--- Raw records ---

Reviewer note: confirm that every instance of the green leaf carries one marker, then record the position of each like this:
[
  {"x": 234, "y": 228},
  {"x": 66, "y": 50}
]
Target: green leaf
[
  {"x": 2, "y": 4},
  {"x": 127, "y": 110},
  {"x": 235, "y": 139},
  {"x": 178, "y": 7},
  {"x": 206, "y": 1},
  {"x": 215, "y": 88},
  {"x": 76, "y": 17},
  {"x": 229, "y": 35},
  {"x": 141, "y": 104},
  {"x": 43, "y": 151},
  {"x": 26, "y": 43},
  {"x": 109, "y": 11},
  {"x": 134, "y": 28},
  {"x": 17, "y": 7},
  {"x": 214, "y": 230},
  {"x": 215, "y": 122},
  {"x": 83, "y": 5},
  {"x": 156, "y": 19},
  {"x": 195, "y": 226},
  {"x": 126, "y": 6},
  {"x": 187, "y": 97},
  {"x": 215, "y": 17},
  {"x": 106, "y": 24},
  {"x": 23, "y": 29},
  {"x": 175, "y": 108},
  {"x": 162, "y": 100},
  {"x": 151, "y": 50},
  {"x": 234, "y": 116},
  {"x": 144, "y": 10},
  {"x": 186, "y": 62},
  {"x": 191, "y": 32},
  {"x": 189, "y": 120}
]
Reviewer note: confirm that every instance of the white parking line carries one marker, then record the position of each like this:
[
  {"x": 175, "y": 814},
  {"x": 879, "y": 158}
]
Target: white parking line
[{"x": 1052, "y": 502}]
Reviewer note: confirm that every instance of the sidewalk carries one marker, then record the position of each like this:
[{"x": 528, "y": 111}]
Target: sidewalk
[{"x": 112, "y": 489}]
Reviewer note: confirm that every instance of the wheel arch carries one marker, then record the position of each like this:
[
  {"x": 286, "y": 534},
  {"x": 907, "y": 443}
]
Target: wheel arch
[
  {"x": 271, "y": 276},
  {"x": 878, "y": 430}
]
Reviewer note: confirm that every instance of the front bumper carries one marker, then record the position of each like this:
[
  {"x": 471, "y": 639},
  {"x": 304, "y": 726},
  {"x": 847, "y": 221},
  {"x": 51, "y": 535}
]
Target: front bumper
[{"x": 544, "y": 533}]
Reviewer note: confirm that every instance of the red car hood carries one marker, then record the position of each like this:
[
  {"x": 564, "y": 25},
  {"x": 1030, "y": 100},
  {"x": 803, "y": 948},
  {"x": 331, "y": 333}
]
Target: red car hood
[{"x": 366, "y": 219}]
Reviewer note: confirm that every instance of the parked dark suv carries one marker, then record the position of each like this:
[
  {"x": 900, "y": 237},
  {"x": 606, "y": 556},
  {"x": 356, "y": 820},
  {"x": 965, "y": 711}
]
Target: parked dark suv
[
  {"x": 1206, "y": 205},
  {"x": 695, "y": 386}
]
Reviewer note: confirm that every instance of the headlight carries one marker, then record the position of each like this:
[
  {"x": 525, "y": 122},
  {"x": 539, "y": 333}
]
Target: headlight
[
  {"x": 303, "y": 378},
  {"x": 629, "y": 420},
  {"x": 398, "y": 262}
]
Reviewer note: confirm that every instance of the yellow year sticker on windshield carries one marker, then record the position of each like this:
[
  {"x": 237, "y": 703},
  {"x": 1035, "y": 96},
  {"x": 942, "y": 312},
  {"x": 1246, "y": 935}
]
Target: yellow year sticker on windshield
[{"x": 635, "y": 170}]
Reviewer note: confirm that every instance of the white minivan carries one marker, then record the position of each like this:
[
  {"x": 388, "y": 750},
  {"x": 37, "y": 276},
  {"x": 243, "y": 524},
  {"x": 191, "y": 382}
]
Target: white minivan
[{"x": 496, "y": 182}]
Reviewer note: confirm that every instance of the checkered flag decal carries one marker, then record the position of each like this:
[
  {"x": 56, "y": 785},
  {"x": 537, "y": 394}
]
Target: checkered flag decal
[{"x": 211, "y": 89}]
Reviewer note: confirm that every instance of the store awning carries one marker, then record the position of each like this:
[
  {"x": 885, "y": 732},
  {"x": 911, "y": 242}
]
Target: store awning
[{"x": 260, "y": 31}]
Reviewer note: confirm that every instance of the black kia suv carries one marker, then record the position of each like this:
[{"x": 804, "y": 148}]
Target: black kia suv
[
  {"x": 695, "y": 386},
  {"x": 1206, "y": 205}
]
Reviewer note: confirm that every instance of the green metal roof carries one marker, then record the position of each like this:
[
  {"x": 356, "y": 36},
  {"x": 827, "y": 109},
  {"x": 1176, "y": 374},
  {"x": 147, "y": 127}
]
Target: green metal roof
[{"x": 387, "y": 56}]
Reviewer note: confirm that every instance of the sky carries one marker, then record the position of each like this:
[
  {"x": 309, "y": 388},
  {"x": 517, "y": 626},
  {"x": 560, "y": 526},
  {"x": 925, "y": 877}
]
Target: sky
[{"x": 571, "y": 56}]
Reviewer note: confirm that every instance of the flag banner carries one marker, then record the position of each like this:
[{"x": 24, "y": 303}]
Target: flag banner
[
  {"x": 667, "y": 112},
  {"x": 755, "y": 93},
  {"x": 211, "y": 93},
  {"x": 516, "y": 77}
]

---

_Exercise_:
Render every line of the listing above as a JSON array of strings, one string per line, omitting any blank lines.

_Answer for this exercise_:
[
  "Reviewer note: confirm that every instance of the green leaf carries one marker, then record the position of each like this:",
  "[",
  "  {\"x\": 234, \"y\": 228},",
  "  {\"x\": 66, \"y\": 50}",
  "]",
  "Target: green leaf",
  "[",
  "  {\"x\": 2, \"y\": 4},",
  "  {\"x\": 127, \"y\": 110},",
  "  {\"x\": 235, \"y\": 139},",
  "  {\"x\": 178, \"y\": 7},",
  "  {\"x\": 206, \"y\": 1},",
  "  {\"x\": 215, \"y\": 88},",
  "  {\"x\": 76, \"y\": 17},",
  "  {\"x\": 229, \"y\": 35},",
  "  {\"x\": 141, \"y\": 104},",
  "  {\"x\": 43, \"y\": 151},",
  "  {\"x\": 26, \"y\": 43},",
  "  {\"x\": 109, \"y\": 11},",
  "  {\"x\": 134, \"y\": 28},",
  "  {\"x\": 17, \"y\": 7},",
  "  {\"x\": 214, \"y\": 230},",
  "  {\"x\": 215, \"y\": 122},",
  "  {\"x\": 83, \"y\": 5},",
  "  {\"x\": 156, \"y\": 19},",
  "  {\"x\": 195, \"y\": 226},",
  "  {\"x\": 126, \"y\": 6},",
  "  {\"x\": 187, \"y\": 97},",
  "  {\"x\": 215, \"y\": 17},",
  "  {\"x\": 106, \"y\": 24},",
  "  {\"x\": 23, \"y\": 29},",
  "  {\"x\": 175, \"y\": 108},",
  "  {\"x\": 162, \"y\": 100},",
  "  {\"x\": 151, \"y\": 50},",
  "  {\"x\": 234, \"y\": 116},",
  "  {\"x\": 144, \"y\": 10},",
  "  {\"x\": 186, \"y\": 62},",
  "  {\"x\": 191, \"y\": 32},",
  "  {\"x\": 189, \"y\": 120}",
  "]",
  "Reviewer note: confirm that every instance of the white parking line carries one marker, then record the position of each like this:",
  "[",
  "  {\"x\": 175, \"y\": 814},",
  "  {\"x\": 879, \"y\": 158}",
  "]",
  "Target: white parking line",
  "[{\"x\": 1052, \"y\": 502}]",
  "Reviewer note: confirm that every instance of the sidewalk carries one marker, then record the position of each like this:",
  "[{\"x\": 528, \"y\": 111}]",
  "Target: sidewalk",
  "[{\"x\": 112, \"y\": 489}]",
  "Reviewer note: confirm that every instance of the wheel arch carries one marker, then record the position of each like this:",
  "[",
  "  {\"x\": 286, \"y\": 534},",
  "  {\"x\": 907, \"y\": 443}",
  "]",
  "Target: wheel arch",
  "[",
  "  {\"x\": 271, \"y\": 276},",
  "  {\"x\": 878, \"y\": 430}",
  "]",
  "Reviewer note: confirm that every instance of the front bumper carries one marker, then record the position of each like this:",
  "[",
  "  {\"x\": 471, \"y\": 639},",
  "  {\"x\": 304, \"y\": 726},",
  "  {\"x\": 847, \"y\": 221},",
  "  {\"x\": 51, \"y\": 535}",
  "]",
  "Target: front bumper",
  "[{\"x\": 544, \"y\": 533}]",
  "Reviewer note: confirm that every instance of the red car hood carries one marker, then record the position of each like this:",
  "[",
  "  {\"x\": 564, \"y\": 25},",
  "  {\"x\": 1030, \"y\": 100},",
  "  {\"x\": 803, \"y\": 948},",
  "  {\"x\": 331, \"y\": 333}",
  "]",
  "Target: red car hood",
  "[{\"x\": 366, \"y\": 219}]",
  "Reviewer note: confirm that every instance of the parked dark suv carries one marker, then record the position of each like this:",
  "[",
  "  {\"x\": 900, \"y\": 237},",
  "  {\"x\": 606, \"y\": 556},",
  "  {\"x\": 356, \"y\": 820},",
  "  {\"x\": 965, \"y\": 711}",
  "]",
  "Target: parked dark suv",
  "[",
  "  {\"x\": 1206, \"y\": 205},",
  "  {\"x\": 695, \"y\": 386}",
  "]",
  "Reviewer note: confirm that every instance of the headlight carries one marker, then record the position of each like this:",
  "[",
  "  {\"x\": 525, \"y\": 122},",
  "  {\"x\": 539, \"y\": 333}",
  "]",
  "Target: headlight",
  "[",
  "  {\"x\": 303, \"y\": 378},",
  "  {\"x\": 629, \"y\": 420},",
  "  {\"x\": 398, \"y\": 262}",
  "]",
  "Reviewer note: confirm that every instance of the yellow year sticker on windshield carries one marker, then record the position of each like this:",
  "[",
  "  {\"x\": 237, \"y\": 703},",
  "  {\"x\": 1035, \"y\": 96},",
  "  {\"x\": 942, \"y\": 312},",
  "  {\"x\": 1246, \"y\": 935}",
  "]",
  "Target: yellow year sticker on windshield",
  "[{\"x\": 635, \"y\": 170}]",
  "Reviewer note: confirm that every instance of the white minivan carries one marker, then record the position of each like this:",
  "[",
  "  {\"x\": 388, \"y\": 750},",
  "  {\"x\": 37, \"y\": 276},",
  "  {\"x\": 243, \"y\": 524},",
  "  {\"x\": 191, \"y\": 382}",
  "]",
  "Target: white minivan",
  "[{\"x\": 496, \"y\": 182}]",
  "Reviewer note: confirm that every instance of the checkered flag decal carries one marker, then record the position of each like this:",
  "[",
  "  {\"x\": 56, \"y\": 785},",
  "  {\"x\": 537, \"y\": 394}",
  "]",
  "Target: checkered flag decal",
  "[{\"x\": 211, \"y\": 89}]",
  "Reviewer note: confirm that every instance of the store awning carries one marker, then record the position of each like this:",
  "[",
  "  {\"x\": 885, \"y\": 732},",
  "  {\"x\": 911, \"y\": 242}",
  "]",
  "Target: store awning",
  "[{\"x\": 260, \"y\": 31}]",
  "Reviewer note: confirm that every instance of the black kia suv carries one marker, then record the position of each like this:",
  "[{\"x\": 804, \"y\": 148}]",
  "Target: black kia suv",
  "[",
  "  {\"x\": 695, \"y\": 386},",
  "  {\"x\": 1206, \"y\": 205}",
  "]",
  "Reviewer note: confirm that every instance of the green metal roof carries one marker, then record the position of each like this:",
  "[",
  "  {\"x\": 356, \"y\": 36},",
  "  {\"x\": 827, \"y\": 109},",
  "  {\"x\": 1176, \"y\": 374},",
  "  {\"x\": 147, \"y\": 127}",
  "]",
  "Target: green metal roof",
  "[{\"x\": 387, \"y\": 56}]",
  "Reviewer note: confirm that every instance of the sky carries one marker, then record the position of each like this:",
  "[",
  "  {\"x\": 309, \"y\": 388},",
  "  {\"x\": 517, \"y\": 626},",
  "  {\"x\": 560, \"y\": 526},",
  "  {\"x\": 925, \"y\": 877}",
  "]",
  "Target: sky",
  "[{\"x\": 571, \"y\": 56}]",
  "Reviewer note: confirm that every instance of the flag banner carries one marker, then record the position of each like this:",
  "[{\"x\": 24, \"y\": 303}]",
  "Target: flag banner",
  "[",
  "  {\"x\": 667, \"y\": 112},",
  "  {\"x\": 755, \"y\": 93},",
  "  {\"x\": 211, \"y\": 93},",
  "  {\"x\": 516, \"y\": 77}",
  "]"
]